Your task:
Reproduce the material that follows, keeping every line exactly as it is.
Content starts
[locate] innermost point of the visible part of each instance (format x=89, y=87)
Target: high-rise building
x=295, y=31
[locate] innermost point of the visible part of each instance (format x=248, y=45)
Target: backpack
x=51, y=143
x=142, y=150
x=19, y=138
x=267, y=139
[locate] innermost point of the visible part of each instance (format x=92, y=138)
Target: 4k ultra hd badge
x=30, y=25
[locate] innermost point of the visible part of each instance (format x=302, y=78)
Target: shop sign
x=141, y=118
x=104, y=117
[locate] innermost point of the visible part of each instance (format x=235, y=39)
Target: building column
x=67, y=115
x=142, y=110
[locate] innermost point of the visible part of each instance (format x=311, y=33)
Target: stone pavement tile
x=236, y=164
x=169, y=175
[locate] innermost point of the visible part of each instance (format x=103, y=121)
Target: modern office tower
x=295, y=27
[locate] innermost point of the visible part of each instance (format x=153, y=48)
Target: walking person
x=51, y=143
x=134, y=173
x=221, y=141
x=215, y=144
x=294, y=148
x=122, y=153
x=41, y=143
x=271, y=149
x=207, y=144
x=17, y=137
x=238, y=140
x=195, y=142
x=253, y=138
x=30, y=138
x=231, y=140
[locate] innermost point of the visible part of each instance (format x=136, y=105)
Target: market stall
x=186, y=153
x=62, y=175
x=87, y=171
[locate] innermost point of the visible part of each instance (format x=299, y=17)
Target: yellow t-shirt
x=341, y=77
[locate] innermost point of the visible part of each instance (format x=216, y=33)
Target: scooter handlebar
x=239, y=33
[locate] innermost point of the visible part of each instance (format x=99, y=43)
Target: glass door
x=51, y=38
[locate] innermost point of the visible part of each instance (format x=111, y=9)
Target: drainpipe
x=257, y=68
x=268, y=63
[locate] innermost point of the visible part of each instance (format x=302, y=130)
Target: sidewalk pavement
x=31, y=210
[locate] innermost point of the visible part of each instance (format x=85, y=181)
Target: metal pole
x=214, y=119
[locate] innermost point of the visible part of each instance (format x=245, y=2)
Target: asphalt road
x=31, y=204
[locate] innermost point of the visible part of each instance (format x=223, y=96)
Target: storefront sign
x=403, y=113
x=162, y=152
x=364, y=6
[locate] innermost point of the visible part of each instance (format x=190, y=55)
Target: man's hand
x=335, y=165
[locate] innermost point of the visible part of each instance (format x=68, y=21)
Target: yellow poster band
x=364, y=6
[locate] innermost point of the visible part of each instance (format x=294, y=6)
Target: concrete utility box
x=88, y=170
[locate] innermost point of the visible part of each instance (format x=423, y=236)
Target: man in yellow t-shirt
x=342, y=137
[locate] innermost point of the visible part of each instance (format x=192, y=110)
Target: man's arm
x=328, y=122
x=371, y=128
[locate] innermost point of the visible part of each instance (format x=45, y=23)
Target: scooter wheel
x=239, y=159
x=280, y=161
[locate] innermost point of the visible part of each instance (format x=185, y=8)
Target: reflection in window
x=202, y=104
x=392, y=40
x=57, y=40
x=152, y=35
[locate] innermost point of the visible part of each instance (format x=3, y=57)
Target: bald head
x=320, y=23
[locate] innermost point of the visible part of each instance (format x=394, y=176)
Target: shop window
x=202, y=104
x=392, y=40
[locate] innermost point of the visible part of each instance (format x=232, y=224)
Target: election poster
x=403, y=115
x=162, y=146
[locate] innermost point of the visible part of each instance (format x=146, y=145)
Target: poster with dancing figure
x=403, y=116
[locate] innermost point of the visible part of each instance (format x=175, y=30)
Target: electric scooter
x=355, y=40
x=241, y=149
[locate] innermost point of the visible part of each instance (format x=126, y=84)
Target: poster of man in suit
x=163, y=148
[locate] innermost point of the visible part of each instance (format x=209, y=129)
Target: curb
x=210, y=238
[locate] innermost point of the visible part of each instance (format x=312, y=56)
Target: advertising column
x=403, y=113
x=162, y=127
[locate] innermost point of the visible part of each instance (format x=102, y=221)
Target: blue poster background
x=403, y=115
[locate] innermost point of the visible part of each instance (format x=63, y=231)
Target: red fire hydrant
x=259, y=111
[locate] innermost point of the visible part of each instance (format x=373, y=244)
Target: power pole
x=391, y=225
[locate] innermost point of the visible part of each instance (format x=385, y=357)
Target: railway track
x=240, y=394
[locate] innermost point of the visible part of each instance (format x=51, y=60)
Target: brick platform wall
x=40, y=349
Content ends
Exercise response:
[locate] innermost point of the visible part of each instance (format x=89, y=87)
Target: high-rise building
x=295, y=31
[locate] innermost point of the visible part of each instance (format x=248, y=45)
Target: backpack
x=51, y=143
x=142, y=150
x=19, y=138
x=267, y=139
[locate] innermost point of the visible part of each instance (format x=92, y=138)
Target: 4k ultra hd badge
x=30, y=25
[locate] innermost point of the visible part of each instance (format x=302, y=78)
Target: shop sign
x=141, y=118
x=104, y=117
[locate] innermost point of the visible part of each instance (format x=235, y=39)
Target: building column
x=67, y=115
x=142, y=110
[locate] innermost point of the visible part of each instance (format x=311, y=33)
Target: stone pavement tile
x=236, y=164
x=169, y=175
[locate] innermost point of the visible part of each instance (format x=103, y=121)
Target: modern office tower
x=295, y=27
[locate] innermost point of the visible part of each instance (format x=153, y=48)
Target: walking person
x=51, y=143
x=134, y=173
x=221, y=141
x=215, y=144
x=294, y=148
x=122, y=153
x=41, y=143
x=271, y=149
x=207, y=144
x=17, y=137
x=238, y=140
x=195, y=142
x=253, y=138
x=30, y=138
x=231, y=140
[locate] innermost point of the visible part of each instance (format x=136, y=105)
Target: market stall
x=186, y=153
x=62, y=175
x=87, y=171
[locate] innermost point of the visible part of each instance (format x=299, y=17)
Target: yellow t-shirt
x=341, y=77
[locate] innermost point of the visible part of each instance (format x=216, y=33)
Target: scooter handlebar
x=239, y=33
[locate] innermost point of the visible part of each instance (format x=99, y=43)
Target: glass door
x=51, y=38
[locate] innermost point of the visible part of each instance (format x=111, y=9)
Target: drainpipe
x=257, y=68
x=268, y=63
[locate] innermost point of the visible part of each instance (format x=302, y=130)
Target: sidewalk pavement
x=31, y=210
[locate] innermost point of the visible part of each instance (format x=85, y=181)
Target: metal pole
x=214, y=119
[locate] innermost point of the visible part of each instance (format x=245, y=2)
Target: asphalt road
x=31, y=204
[locate] innermost point of the visible part of each instance (format x=223, y=96)
Target: storefront sign
x=403, y=113
x=162, y=152
x=364, y=6
[locate] innermost point of the visible part of each instance (format x=190, y=55)
Target: man's hand
x=335, y=165
[locate] innermost point of the visible part of each instance (format x=68, y=21)
Target: yellow poster band
x=364, y=6
[locate] innermost point of the visible part of each instance (format x=294, y=6)
Target: concrete utility box
x=88, y=170
[locate] innermost point of the visible part of each instance (format x=423, y=236)
Target: man in yellow t-shirt
x=342, y=137
[locate] innermost point of the visible part of each instance (format x=192, y=110)
Target: man's arm
x=328, y=122
x=371, y=128
[locate] innermost point of the visible part of each instance (format x=45, y=23)
Target: scooter wheel
x=239, y=159
x=280, y=161
[locate] innermost point of the visible part of each instance (format x=185, y=8)
Target: reflection in window
x=202, y=104
x=392, y=40
x=57, y=40
x=152, y=35
[locate] innermost point of the visible part of each instance (format x=3, y=57)
Target: bald head
x=320, y=23
[locate] innermost point of the visible part of each instance (format x=394, y=176)
Target: shop window
x=202, y=104
x=392, y=40
[locate] innermost point of the visible part of each instance (format x=232, y=224)
Target: election poster
x=403, y=115
x=162, y=146
[locate] innermost point of the visible part of each instance (format x=146, y=145)
Target: poster with dancing figure
x=403, y=116
[locate] innermost point of the visible part of each instance (format x=175, y=30)
Target: electric scooter
x=355, y=40
x=241, y=149
[locate] innermost point of the visible part of each instance (format x=126, y=84)
Target: poster of man in suit
x=163, y=148
[locate] innermost point of the visible part of each instance (format x=209, y=129)
Target: curb
x=210, y=238
[locate] innermost point of the visible part of each instance (format x=312, y=56)
Target: advertising column
x=403, y=113
x=162, y=127
[locate] innermost point of the visible part of each instance (format x=102, y=221)
Target: blue poster background
x=403, y=115
[locate] innermost point of the visible part of each instance (format x=63, y=231)
Target: red fire hydrant
x=259, y=111
[locate] innermost point of the visible part of each instance (format x=373, y=244)
Target: power pole
x=391, y=225
[locate] innermost point of the visible part of each instance (format x=385, y=357)
Target: railway track
x=240, y=394
[locate] innermost point of the visible part of each instance (format x=51, y=60)
Target: brick platform wall
x=40, y=349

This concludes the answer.